**DOCUMENT PASSAGE:**
---+---

Vocal Cord Nodules
Vocal cord nodules (also known as vocal nodes or singer’s nodes) are a frequent cause of hoarseness, particularly in people who use their voice a lot. They are a little bit like “calluses” on the vocal cords, and form as a result of repetitive banging of the vocal cords against each other when the voice is used excessively or too harshly. This causes the delicate outer layer of the vocal cords to get swollen, causing little bumps (nodules) on the surface of the vocal cords and making it difficult for the vocal cords to make full, smooth contact.
The most common symptom of vocal cord nodules is hoarseness. The voice often has a breathy, rough, or strained quality. Some people may notice that their voice tires out more easily or they run out of air when talking, or that their voice quality gets worse the more they use their voice. Singers may notice trouble sustaining notes, or loss of the upper vocal register.
Vocal cord nodules are most commonly seen in people who use their voice throughout the day, such as teachers, singers, fitness instructors, and coaches.
Vocal cord nodules are best diagnosed by examination of the vocal cords with high resolution videostroboscopy (a “strobe” exam) by a fellowship-trained laryngologist.

---+---

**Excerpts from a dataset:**

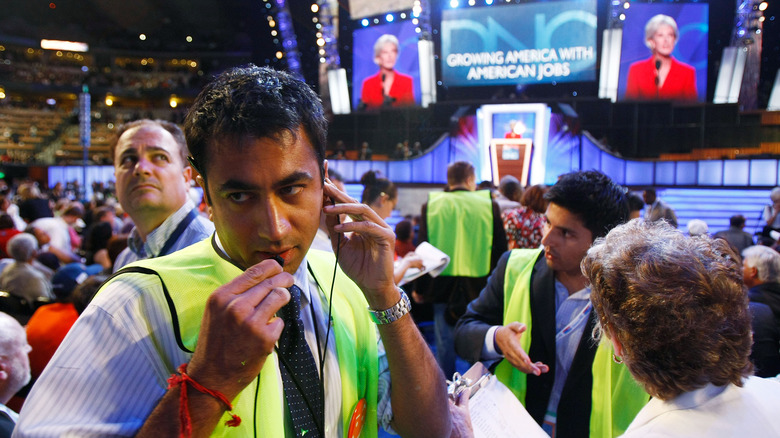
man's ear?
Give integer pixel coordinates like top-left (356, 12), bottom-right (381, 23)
top-left (195, 174), bottom-right (211, 207)
top-left (322, 160), bottom-right (328, 178)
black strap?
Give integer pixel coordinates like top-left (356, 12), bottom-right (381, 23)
top-left (157, 208), bottom-right (198, 257)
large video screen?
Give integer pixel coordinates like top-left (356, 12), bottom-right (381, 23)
top-left (441, 0), bottom-right (597, 86)
top-left (618, 2), bottom-right (709, 102)
top-left (352, 20), bottom-right (420, 111)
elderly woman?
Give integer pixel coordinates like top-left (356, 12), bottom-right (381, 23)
top-left (582, 220), bottom-right (780, 437)
top-left (626, 14), bottom-right (697, 101)
top-left (360, 34), bottom-right (414, 108)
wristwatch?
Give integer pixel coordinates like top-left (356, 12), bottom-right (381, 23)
top-left (368, 287), bottom-right (412, 325)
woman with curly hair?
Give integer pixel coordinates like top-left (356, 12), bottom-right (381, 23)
top-left (582, 219), bottom-right (780, 438)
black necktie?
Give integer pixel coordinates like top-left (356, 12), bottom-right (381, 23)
top-left (278, 285), bottom-right (324, 438)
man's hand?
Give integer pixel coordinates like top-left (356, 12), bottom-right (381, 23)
top-left (324, 179), bottom-right (398, 309)
top-left (496, 322), bottom-right (550, 376)
top-left (188, 260), bottom-right (293, 400)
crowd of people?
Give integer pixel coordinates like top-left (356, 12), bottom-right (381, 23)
top-left (0, 66), bottom-right (780, 437)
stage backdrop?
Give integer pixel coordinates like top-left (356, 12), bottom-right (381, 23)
top-left (441, 0), bottom-right (597, 86)
top-left (352, 20), bottom-right (420, 108)
top-left (618, 2), bottom-right (709, 102)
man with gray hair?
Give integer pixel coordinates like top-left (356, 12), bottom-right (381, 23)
top-left (0, 233), bottom-right (54, 303)
top-left (495, 175), bottom-right (523, 213)
top-left (111, 120), bottom-right (214, 272)
top-left (742, 245), bottom-right (780, 328)
top-left (0, 312), bottom-right (31, 437)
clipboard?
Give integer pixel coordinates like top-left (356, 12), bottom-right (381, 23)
top-left (447, 362), bottom-right (549, 438)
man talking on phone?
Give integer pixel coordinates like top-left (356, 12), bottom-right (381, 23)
top-left (17, 66), bottom-right (451, 438)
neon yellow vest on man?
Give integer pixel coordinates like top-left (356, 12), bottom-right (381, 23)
top-left (114, 239), bottom-right (379, 438)
top-left (496, 249), bottom-right (649, 438)
top-left (426, 190), bottom-right (493, 277)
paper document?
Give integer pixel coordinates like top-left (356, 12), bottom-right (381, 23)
top-left (397, 242), bottom-right (450, 286)
top-left (450, 362), bottom-right (549, 438)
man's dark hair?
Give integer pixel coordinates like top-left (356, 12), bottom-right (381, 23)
top-left (544, 170), bottom-right (628, 239)
top-left (110, 119), bottom-right (189, 167)
top-left (184, 64), bottom-right (327, 180)
top-left (729, 214), bottom-right (745, 228)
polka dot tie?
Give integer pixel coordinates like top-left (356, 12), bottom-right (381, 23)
top-left (278, 285), bottom-right (323, 438)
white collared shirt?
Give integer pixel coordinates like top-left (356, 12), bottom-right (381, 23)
top-left (623, 377), bottom-right (780, 438)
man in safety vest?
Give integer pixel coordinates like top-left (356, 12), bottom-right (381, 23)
top-left (418, 161), bottom-right (507, 378)
top-left (18, 66), bottom-right (451, 438)
top-left (455, 171), bottom-right (648, 438)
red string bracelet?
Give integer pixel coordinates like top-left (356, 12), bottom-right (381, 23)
top-left (168, 363), bottom-right (241, 438)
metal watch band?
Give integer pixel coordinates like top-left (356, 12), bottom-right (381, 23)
top-left (368, 287), bottom-right (412, 325)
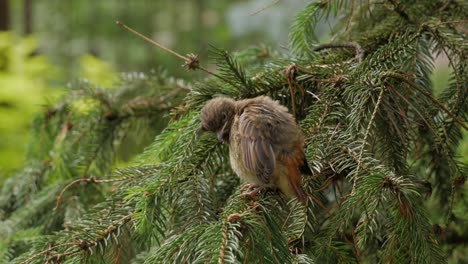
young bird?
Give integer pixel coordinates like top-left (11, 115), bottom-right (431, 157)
top-left (201, 96), bottom-right (312, 204)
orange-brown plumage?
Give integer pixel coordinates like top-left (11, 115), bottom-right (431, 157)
top-left (201, 96), bottom-right (310, 203)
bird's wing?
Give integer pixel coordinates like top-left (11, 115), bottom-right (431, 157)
top-left (239, 104), bottom-right (276, 183)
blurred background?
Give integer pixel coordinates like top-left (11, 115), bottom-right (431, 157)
top-left (0, 0), bottom-right (462, 177)
top-left (0, 0), bottom-right (306, 176)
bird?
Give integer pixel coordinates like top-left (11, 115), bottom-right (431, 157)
top-left (200, 96), bottom-right (312, 204)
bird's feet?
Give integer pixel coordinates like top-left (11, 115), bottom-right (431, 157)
top-left (240, 183), bottom-right (265, 198)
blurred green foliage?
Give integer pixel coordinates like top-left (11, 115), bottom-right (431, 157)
top-left (0, 32), bottom-right (122, 177)
top-left (0, 32), bottom-right (58, 172)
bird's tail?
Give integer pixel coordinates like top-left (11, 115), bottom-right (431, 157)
top-left (286, 159), bottom-right (312, 204)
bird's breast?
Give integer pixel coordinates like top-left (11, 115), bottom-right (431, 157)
top-left (229, 122), bottom-right (263, 185)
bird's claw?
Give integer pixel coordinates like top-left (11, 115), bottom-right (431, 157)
top-left (240, 184), bottom-right (265, 198)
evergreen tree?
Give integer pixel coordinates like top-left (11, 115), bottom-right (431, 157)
top-left (0, 0), bottom-right (468, 263)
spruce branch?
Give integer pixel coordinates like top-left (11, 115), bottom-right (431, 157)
top-left (314, 42), bottom-right (365, 63)
top-left (53, 176), bottom-right (131, 211)
top-left (351, 87), bottom-right (384, 195)
top-left (382, 71), bottom-right (468, 130)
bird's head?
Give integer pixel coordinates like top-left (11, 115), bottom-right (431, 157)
top-left (200, 97), bottom-right (236, 143)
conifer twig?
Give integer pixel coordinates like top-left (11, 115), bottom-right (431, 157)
top-left (351, 88), bottom-right (384, 195)
top-left (115, 21), bottom-right (224, 80)
top-left (314, 41), bottom-right (364, 62)
top-left (382, 71), bottom-right (468, 130)
top-left (53, 177), bottom-right (130, 211)
top-left (20, 242), bottom-right (80, 264)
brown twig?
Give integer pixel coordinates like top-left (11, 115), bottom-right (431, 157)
top-left (115, 21), bottom-right (226, 81)
top-left (249, 0), bottom-right (280, 16)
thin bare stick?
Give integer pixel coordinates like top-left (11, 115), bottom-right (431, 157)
top-left (249, 0), bottom-right (280, 16)
top-left (115, 21), bottom-right (189, 61)
top-left (115, 21), bottom-right (226, 81)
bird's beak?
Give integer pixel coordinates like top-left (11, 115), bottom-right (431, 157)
top-left (216, 130), bottom-right (224, 143)
top-left (196, 124), bottom-right (205, 136)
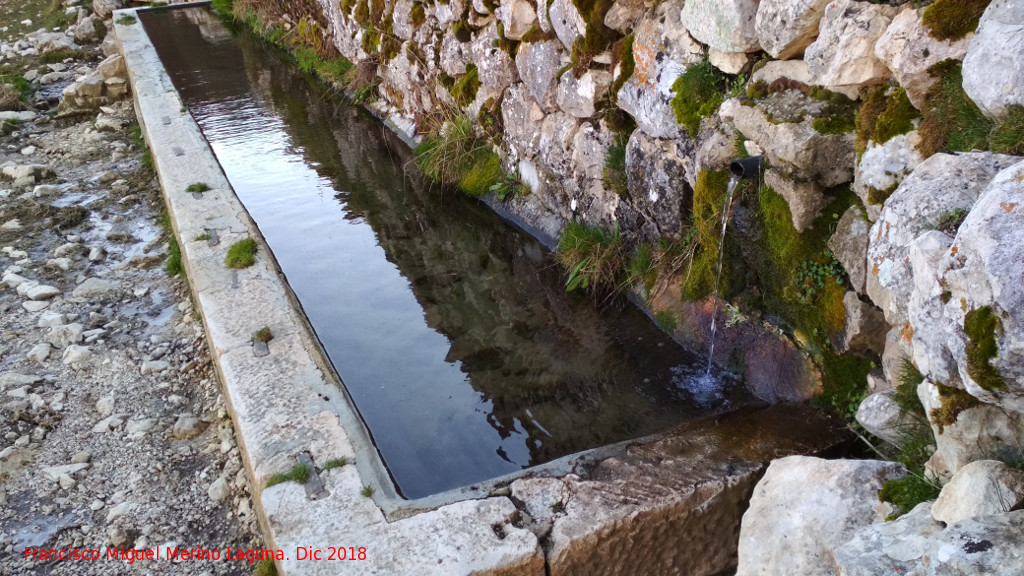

---+---

**WORK TO COMPLETE:**
(1) In the passage on vocal cord nodules, list every occupation it names as one where the condition is most commonly seen.
(2) Echo the part of the vocal cord nodules passage that opens with the words containing "The most common" and closes with "instructors, and coaches.".

**SOLUTION SET:**
(1) teachers, singers, fitness instructors, coaches

(2)
The most common symptom of vocal cord nodules is hoarseness. The voice often has a breathy, rough, or strained quality. Some people may notice that their voice tires out more easily or they run out of air when talking, or that their voice quality gets worse the more they use their voice. Singers may notice trouble sustaining notes, or loss of the upper vocal register.
Vocal cord nodules are most commonly seen in people who use their voice throughout the day, such as teachers, singers, fitness instructors, and coaches.